- _DATA ENTRIES_:
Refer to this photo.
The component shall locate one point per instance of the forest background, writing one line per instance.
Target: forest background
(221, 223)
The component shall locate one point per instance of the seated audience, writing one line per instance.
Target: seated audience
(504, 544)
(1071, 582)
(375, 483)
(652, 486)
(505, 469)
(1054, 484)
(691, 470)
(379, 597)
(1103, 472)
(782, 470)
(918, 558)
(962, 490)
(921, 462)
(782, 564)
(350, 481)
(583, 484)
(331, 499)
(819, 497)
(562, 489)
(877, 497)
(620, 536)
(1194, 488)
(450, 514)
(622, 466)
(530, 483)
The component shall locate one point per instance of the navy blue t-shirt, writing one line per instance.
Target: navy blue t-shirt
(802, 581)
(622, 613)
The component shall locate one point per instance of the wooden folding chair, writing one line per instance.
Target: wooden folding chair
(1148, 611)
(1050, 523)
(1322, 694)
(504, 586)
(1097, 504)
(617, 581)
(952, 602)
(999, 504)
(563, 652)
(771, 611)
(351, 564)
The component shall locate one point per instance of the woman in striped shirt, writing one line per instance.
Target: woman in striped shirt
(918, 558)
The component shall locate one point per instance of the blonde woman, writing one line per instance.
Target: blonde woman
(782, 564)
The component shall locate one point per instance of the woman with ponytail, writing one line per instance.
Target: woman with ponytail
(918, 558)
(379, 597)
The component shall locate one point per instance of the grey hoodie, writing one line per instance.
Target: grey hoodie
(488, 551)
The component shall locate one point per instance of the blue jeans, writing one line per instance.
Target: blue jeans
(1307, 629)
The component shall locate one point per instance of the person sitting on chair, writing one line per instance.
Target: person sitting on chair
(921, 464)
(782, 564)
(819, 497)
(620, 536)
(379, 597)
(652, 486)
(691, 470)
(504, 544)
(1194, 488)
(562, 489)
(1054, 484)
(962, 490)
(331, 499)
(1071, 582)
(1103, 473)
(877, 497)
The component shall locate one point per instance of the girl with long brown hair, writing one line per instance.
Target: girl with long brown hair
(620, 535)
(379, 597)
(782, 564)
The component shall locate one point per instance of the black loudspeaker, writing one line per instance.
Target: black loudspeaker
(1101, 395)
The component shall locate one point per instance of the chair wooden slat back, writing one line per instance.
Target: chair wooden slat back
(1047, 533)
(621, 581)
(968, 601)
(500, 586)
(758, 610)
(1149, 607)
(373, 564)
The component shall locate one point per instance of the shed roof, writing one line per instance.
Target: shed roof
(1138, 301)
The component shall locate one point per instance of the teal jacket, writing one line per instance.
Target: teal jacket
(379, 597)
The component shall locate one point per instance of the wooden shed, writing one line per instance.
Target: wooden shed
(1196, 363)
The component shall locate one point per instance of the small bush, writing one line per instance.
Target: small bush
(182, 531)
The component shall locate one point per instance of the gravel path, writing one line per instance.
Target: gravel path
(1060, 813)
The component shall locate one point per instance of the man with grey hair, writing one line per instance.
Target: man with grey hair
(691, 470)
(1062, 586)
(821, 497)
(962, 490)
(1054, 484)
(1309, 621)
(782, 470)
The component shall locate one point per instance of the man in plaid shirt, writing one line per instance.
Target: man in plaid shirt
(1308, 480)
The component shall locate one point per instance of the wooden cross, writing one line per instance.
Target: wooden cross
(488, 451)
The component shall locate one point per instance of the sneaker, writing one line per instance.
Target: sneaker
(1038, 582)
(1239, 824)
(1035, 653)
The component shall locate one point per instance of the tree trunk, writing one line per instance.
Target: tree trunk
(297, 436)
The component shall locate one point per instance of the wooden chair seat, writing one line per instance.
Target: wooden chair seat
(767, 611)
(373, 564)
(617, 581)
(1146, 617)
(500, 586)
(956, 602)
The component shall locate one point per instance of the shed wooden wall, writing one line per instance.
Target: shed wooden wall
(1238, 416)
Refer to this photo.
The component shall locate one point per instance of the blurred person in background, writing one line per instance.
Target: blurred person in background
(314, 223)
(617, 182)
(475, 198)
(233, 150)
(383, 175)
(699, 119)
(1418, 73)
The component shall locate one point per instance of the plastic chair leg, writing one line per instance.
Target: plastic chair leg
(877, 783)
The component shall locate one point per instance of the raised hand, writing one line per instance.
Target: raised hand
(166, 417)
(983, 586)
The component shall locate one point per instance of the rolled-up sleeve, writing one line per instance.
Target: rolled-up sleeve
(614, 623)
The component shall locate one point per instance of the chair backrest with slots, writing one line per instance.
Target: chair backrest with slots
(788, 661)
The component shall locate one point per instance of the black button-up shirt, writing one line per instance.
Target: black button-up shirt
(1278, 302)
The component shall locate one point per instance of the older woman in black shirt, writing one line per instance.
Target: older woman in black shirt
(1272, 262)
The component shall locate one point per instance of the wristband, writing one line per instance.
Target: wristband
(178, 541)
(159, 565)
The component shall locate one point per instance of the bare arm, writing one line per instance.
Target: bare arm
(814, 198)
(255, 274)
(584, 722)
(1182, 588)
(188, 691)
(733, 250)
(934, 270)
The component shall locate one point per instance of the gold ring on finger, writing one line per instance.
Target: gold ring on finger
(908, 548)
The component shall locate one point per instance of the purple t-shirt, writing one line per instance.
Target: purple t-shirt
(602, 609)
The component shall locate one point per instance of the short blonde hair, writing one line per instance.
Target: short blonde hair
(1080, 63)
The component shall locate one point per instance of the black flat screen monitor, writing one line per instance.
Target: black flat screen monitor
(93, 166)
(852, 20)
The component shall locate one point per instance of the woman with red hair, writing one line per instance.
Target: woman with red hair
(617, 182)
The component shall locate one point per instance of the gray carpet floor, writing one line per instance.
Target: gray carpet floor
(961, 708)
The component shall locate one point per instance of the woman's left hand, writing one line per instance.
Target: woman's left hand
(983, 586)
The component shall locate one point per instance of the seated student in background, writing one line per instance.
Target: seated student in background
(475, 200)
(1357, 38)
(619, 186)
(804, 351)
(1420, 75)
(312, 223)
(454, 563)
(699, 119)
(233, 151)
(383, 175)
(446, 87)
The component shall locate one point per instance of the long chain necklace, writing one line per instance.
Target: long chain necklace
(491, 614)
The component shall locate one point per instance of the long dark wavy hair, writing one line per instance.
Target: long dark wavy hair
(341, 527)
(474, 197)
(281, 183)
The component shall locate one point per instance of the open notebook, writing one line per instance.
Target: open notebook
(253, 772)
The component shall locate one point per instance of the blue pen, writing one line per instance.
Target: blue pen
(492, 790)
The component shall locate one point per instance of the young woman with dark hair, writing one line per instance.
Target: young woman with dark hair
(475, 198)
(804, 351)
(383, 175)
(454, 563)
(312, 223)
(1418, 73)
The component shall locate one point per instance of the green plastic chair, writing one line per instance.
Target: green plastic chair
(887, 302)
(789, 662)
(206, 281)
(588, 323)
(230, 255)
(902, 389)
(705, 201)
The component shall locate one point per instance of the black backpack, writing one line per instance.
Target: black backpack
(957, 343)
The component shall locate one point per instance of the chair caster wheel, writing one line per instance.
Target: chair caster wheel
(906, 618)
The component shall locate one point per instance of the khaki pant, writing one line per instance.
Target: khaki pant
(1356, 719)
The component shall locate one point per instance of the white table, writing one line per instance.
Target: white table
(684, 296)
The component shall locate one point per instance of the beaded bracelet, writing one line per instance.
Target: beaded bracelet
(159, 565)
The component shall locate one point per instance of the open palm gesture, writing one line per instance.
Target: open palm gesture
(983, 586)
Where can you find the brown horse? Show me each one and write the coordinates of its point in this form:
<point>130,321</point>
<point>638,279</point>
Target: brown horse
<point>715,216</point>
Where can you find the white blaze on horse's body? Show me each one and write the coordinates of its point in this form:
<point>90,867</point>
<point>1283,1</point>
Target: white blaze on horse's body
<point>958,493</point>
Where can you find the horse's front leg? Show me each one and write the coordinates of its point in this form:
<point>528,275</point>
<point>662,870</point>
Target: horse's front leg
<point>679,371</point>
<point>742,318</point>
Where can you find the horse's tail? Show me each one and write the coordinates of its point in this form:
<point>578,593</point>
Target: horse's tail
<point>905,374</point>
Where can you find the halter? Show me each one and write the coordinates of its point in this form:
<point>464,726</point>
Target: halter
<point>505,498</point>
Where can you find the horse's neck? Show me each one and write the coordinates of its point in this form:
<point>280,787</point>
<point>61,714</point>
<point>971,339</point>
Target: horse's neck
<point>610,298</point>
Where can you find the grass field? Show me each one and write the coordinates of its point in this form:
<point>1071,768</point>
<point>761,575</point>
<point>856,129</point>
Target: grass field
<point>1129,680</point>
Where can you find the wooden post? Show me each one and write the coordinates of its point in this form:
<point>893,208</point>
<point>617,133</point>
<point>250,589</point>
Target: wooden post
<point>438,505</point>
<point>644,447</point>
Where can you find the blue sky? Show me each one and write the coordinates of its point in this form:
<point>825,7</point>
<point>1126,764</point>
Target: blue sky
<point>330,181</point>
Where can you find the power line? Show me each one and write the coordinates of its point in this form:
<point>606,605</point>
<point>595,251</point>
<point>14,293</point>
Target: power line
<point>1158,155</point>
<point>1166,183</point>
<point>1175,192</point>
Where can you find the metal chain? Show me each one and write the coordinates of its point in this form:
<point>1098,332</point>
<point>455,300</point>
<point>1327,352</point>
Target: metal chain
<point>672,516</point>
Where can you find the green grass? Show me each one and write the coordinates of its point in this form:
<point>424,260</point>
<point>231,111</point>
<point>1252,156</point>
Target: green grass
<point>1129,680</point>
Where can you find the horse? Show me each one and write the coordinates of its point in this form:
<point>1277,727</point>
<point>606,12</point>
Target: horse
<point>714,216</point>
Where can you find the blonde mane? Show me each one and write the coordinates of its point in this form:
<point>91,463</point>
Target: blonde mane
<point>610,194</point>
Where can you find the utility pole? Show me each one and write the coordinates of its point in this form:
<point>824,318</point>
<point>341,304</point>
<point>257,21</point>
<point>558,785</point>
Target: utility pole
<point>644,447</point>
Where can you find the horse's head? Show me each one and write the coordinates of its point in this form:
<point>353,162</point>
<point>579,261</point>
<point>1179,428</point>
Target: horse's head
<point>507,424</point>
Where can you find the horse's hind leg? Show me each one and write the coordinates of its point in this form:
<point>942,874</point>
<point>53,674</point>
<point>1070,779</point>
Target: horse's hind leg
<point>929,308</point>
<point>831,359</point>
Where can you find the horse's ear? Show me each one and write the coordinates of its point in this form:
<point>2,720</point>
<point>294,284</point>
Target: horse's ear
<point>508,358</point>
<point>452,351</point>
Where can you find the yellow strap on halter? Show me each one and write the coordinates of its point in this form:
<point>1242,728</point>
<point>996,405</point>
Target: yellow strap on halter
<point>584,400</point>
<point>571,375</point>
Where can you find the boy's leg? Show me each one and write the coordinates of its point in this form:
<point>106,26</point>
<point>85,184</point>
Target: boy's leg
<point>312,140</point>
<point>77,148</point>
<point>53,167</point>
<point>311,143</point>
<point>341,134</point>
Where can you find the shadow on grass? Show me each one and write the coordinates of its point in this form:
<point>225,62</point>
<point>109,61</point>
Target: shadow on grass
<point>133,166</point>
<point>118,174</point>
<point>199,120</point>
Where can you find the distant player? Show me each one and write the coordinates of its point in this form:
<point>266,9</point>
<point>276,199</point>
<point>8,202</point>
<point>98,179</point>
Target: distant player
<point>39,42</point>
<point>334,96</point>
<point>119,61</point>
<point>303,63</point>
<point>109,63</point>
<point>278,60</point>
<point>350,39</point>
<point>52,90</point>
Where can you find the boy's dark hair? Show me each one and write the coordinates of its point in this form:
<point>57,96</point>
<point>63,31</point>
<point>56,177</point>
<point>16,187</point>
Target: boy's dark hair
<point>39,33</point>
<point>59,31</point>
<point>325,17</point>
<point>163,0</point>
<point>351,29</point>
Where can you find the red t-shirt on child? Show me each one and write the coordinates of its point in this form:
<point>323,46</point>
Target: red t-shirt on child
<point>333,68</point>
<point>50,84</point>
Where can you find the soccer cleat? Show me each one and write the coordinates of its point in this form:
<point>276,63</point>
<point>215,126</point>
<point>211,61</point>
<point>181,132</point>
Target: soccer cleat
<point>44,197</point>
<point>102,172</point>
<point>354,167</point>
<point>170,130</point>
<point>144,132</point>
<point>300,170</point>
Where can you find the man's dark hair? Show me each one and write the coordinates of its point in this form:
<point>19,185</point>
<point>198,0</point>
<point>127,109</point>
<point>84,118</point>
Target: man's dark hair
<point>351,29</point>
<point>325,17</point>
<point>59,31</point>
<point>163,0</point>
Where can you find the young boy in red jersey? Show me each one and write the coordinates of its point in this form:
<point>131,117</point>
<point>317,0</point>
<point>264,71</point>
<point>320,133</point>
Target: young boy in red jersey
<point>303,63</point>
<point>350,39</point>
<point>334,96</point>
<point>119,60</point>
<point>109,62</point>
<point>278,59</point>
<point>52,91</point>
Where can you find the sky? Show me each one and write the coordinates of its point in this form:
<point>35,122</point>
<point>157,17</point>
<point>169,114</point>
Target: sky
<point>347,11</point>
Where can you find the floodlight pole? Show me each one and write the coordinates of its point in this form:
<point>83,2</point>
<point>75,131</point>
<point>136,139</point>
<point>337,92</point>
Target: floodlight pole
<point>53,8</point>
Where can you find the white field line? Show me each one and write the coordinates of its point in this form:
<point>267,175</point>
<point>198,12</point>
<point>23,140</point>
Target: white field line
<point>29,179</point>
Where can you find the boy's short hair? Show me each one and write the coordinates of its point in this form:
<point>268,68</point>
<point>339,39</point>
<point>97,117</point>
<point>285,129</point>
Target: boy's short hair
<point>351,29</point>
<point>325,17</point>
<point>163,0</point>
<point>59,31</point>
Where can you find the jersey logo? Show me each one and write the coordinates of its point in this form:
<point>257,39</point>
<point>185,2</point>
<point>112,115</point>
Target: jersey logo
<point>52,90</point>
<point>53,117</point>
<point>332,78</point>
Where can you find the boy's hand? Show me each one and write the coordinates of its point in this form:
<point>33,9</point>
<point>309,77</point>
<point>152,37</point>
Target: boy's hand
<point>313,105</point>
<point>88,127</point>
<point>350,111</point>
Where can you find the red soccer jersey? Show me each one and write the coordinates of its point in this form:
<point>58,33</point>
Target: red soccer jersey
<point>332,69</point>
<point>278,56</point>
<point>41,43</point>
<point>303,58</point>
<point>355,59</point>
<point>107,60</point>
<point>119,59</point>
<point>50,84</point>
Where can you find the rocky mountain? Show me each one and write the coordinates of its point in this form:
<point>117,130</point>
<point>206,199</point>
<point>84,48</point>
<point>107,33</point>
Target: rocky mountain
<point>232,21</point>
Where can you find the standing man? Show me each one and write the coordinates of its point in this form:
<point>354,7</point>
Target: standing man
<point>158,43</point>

- _TO DO_:
Please copy the material again from the line with "Where can you find the horse?" up to and including the line with "<point>199,120</point>", and raise every coordinate in the answers by 143. Leave all other lines unchanged.

- _SOLVED PROBLEM_:
Where can you find the horse? Show me each one and write the coordinates of its point in this form:
<point>1277,727</point>
<point>606,12</point>
Target: horse
<point>857,359</point>
Where can you find the blonde mane? Show me each one and write the coordinates of its point in this form:
<point>91,463</point>
Target: blonde mane
<point>753,337</point>
Where can you find the utility pole? Show me each one and write the coordinates of its point in this form:
<point>824,318</point>
<point>341,304</point>
<point>257,21</point>
<point>558,785</point>
Target: utility pole
<point>787,590</point>
Where can you find the horse's head? Show me each one and write the coordinates of its point in this form:
<point>353,162</point>
<point>579,261</point>
<point>1179,428</point>
Target: horse's head
<point>650,567</point>
Where can you find the horse's hind leg? Show me each one and write the coordinates of its point in this form:
<point>942,874</point>
<point>53,674</point>
<point>1070,779</point>
Target: horse's hind leg
<point>1072,451</point>
<point>974,502</point>
Where can you find the horse's ear? Show me each one and write the coordinates of its point in this form:
<point>2,720</point>
<point>294,284</point>
Target: horse's ear
<point>651,501</point>
<point>595,494</point>
Where can you find the yellow strap on halter? Show me each one and write the coordinates of its point in this form:
<point>1242,728</point>
<point>996,405</point>
Target: yellow strap on halter
<point>727,543</point>
<point>714,518</point>
Where can you find the boy's leg? Show me each one and write the coordinates of its point in this form:
<point>106,26</point>
<point>85,184</point>
Target: boy's leg
<point>455,283</point>
<point>220,291</point>
<point>196,310</point>
<point>454,286</point>
<point>484,277</point>
Where can you find the shadow on grass? Show me each one and write the coordinates of its point in this form:
<point>225,62</point>
<point>109,61</point>
Target: shadow on grass
<point>276,309</point>
<point>261,317</point>
<point>342,263</point>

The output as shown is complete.